Lesetext:
<<<<

OGH 4Ob203/15d

OGH4Ob203/15d17.11.2015

Der Oberste Gerichtshof hat durch den Senatspräsidenten Dr. Vogel als Vorsitzenden und die Hofräte Dr. Jensik, Dr. Musger, Dr. Schwarzenbacher und Dr. Rassi als weitere Richter in der Rechtssache der klagenden Partei N***** KG, *****, vertreten durch HASLINGER/NAGELE & PARTNER RECHTSANWÄLTE GMBH in Linz, gegen die beklagte Partei H***** Kommanditgesellschaft, *****, vertreten durch Saxinger, Chalupsky & Partner Rechtsanwälte GmbH in Wels, wegen Unterlassung (Streitwert 35.000 EUR), über den außerordentlichen Revisionsrekurs der klagenden Partei gegen den Beschluss des Oberlandesgerichts Linz als Rekursgericht vom 30. September 2015, GZ 2 R 148/15w‑12, den

Beschluss

gefasst:

European Case Law Identifier: ECLI:AT:OGH0002:2015:0040OB00203.15D.1117.000

 

Spruch:

Der außerordentliche Revisionsrekurs wird gemäß §§ 78, 402 EO iVm § 526 Abs 2 Satz 1 ZPO mangels der Voraussetzungen des § 528 Abs 1 ZPO zurückgewiesen.

>>>>

Zeilen:

<<<<

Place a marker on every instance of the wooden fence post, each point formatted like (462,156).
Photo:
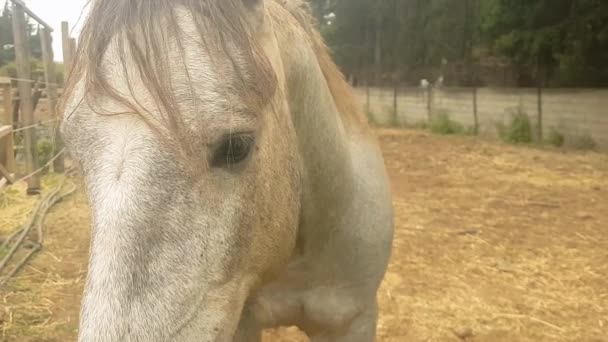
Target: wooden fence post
(67,49)
(50,76)
(395,104)
(475,113)
(7,119)
(429,103)
(540,114)
(25,95)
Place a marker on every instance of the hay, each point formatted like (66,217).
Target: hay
(493,243)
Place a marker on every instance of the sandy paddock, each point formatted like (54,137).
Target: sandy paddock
(493,243)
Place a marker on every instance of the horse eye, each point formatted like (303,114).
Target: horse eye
(233,150)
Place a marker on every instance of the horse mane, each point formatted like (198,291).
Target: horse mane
(341,91)
(135,25)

>>>>

Übungsaufgaben:
- 1) Welcher Streitwert wird im Gerichtsbeschluss für die Unterlassungssache angegeben?
- 2) Gib den Abschnitt des Gerichtsbeschlusses von „Der außerordentliche Revisionsrekurs“ bis einschließlich „Abs 1 ZPO zurückgewiesen.“ wortgetreu wieder.
Die Zeilen werden zur Bearbeitung nicht benötigt.

Lösungen:
- 1) 35.000 EUR

- 2)
Der außerordentliche Revisionsrekurs wird gemäß §§ 78, 402 EO iVm § 526 Abs 2 Satz 1 ZPO mangels der Voraussetzungen des § 528 Abs 1 ZPO zurückgewiesen.